Written instruction 1:
Check each statement against the article on Alan Beaman's pardon and say yes or no, quoting the words of the article that decide it: (a) Quinn granted 232 clemency petitions and denied 262; (b) Beaman first heard about the pardon from one of his lawyers; (c) Beaman's clemency was Quinn's first pardon based on innocence.

Page:
Alan Beaman, center, walks out of the Champaign County Courthouse in 2013 with his parents, Carol and Barry Beaman. 

SPRINGFIELD — In one of his final acts before leaving office, Gov. Pat Quinn late Friday pardoned a man whose conviction for the murder of an Illinois State University student was overturned after he'd served 13 years behind bars.

The governor's action in the long-running saga of Alan Beaman's legal troubles was among more than 230 clemency decisions made as Quinn enters the final weekend of his tenure as Illinois' chief executive.

Beaman, 42, was formally declared innocent in connection with the 1993 death of Jennifer Lockmiller of Decatur during court proceedings two years ago.

Since then, the Rockford native — who was a student at Illinois Wesleyan University in Bloomington at the time of Lockmiller's death — has sued police and prosecutors involved in his case, seeking monetary damages.

Beaman was at an appointment with his daughter when he started receiving multiple messages to call his wife, Gretchen.

“I answered the phone and got the good news from her. I’m very excited to have an exclamation point on the process that continues to reaffirm what we knew and others need to know,” Beaman said Friday evening.

Beaman is hopeful the pardon will help with the unending need to explain the 13-year gap in his life.

“More than once I’ve had to bite my tongue when people ask what I did before my current job. This is another bump in favor of my credibility in all this,” he said.

The Beaman case was among the more high-profile cases acted upon by Quinn on Friday. In all, he granted 232 and denied 262 clemency petitions.

Quinn's office said the Beaman clemency was the governor's first pardon based on innocence. Quinn offered no further details for his action.

Karen Daniel, one of Beaman’s lawyers with the Center on Wrongful Convictions at Northwestern University School of Law, said the vast majority of other pardons are given to people convicted of crimes, but granted clemency as a form of forgiveness for their wrongdoing.

“Alan Beaman’s pardon is different. This is the governor, the highest elected official in the State of Illinois, saying he is convinced Alan is innocent. That’s a very powerful statement for Alan to have as he continues his life,” Daniel said after the governor's decision was handed down.

Daniel, who has handled many post-conviction cases, said it's the first time a client has won both a certificate of innocence and a pardon.

The pardon is rewarding for the lawyers who have worked on Beaman’s case for more than 17 years.

Excerpted data:

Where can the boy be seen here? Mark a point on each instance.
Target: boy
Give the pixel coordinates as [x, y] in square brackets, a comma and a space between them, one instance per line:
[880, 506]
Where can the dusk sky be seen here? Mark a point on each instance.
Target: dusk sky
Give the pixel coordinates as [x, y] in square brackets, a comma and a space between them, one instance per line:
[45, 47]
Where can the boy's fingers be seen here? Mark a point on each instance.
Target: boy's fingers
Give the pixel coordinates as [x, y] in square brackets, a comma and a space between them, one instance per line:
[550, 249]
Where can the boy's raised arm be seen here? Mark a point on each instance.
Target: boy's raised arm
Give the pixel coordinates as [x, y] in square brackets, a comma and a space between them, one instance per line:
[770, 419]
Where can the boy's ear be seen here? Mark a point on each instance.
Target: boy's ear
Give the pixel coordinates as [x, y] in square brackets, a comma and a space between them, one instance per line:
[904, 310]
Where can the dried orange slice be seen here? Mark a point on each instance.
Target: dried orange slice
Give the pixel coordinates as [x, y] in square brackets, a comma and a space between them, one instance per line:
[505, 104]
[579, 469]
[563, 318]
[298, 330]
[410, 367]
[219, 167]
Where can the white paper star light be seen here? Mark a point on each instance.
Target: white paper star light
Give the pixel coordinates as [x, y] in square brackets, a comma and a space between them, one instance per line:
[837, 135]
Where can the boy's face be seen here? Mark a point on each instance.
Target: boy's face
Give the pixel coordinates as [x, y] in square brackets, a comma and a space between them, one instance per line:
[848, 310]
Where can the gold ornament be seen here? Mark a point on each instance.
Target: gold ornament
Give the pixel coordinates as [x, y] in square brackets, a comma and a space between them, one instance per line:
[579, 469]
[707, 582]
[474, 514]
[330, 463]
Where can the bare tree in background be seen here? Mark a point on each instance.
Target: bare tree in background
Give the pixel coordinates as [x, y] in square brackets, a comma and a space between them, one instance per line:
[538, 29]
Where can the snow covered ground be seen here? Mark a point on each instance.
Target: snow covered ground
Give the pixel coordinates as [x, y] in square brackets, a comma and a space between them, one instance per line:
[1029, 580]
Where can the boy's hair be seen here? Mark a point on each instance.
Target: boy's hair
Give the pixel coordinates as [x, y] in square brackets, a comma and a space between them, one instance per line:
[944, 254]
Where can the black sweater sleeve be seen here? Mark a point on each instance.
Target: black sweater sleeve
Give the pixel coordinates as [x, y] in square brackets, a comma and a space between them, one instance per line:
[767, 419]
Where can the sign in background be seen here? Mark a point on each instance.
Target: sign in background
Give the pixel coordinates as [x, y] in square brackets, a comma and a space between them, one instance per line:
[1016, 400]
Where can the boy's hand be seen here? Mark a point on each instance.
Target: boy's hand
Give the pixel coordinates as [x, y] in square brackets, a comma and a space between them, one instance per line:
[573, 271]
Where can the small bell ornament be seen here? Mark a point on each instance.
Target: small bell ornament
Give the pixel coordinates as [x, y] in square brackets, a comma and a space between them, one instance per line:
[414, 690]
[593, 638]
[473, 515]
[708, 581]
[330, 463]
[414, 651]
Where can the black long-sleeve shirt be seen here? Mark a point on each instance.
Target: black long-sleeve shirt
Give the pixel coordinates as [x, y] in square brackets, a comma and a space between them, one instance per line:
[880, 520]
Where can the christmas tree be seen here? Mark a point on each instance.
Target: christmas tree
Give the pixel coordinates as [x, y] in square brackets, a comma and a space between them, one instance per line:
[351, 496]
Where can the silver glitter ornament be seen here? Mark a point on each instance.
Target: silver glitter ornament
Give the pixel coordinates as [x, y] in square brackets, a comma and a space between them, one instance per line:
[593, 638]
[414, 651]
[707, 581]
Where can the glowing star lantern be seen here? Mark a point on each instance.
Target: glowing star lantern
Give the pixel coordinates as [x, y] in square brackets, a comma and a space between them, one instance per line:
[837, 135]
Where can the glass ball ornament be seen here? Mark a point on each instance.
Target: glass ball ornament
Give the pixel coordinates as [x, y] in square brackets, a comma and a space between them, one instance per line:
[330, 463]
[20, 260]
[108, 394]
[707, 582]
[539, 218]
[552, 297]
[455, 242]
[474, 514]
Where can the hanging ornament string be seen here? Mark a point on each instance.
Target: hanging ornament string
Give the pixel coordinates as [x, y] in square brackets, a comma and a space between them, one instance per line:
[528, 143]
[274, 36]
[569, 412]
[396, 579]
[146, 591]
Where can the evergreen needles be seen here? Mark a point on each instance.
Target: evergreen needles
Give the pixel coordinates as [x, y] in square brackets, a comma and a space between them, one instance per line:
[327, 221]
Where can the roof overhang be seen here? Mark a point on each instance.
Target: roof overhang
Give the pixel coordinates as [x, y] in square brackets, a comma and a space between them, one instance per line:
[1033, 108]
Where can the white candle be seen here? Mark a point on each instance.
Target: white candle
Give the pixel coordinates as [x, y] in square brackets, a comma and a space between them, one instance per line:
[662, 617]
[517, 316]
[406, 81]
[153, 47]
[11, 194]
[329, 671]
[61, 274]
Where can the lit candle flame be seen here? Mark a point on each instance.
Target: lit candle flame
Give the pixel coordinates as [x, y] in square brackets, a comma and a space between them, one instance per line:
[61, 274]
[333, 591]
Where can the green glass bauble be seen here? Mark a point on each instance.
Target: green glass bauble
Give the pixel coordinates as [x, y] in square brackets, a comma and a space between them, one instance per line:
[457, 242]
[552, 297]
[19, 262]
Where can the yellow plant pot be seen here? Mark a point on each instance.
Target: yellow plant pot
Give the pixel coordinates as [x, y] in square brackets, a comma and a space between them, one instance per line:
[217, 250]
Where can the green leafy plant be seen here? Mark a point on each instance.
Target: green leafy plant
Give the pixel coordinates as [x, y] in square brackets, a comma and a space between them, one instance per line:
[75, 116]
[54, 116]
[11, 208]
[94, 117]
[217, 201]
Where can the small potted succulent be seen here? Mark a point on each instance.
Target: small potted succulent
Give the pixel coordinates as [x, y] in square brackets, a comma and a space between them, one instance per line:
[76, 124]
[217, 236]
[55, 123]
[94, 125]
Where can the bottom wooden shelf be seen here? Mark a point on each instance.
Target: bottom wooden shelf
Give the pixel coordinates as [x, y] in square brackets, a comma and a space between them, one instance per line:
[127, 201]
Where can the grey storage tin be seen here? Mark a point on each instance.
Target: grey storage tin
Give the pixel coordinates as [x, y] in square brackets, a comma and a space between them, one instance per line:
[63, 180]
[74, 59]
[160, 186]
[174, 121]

Written instruction 2:
Locate every line of the records that contains the word "black", and copy each of those lines.

Correct result 1:
(a) Yes: "In all, he granted 232 and denied 262 clemency petitions."
(b) No: "he started receiving multiple messages to call his wife, Gretchen."
(c) Yes: "the Beaman clemency was the governor's first pardon based on innocence."

Correct result 2:
Where can the black sweater sleeve be seen here? Mark a point on each instance.
Target: black sweater sleeve
Where can the black long-sleeve shirt be seen here? Mark a point on each instance.
Target: black long-sleeve shirt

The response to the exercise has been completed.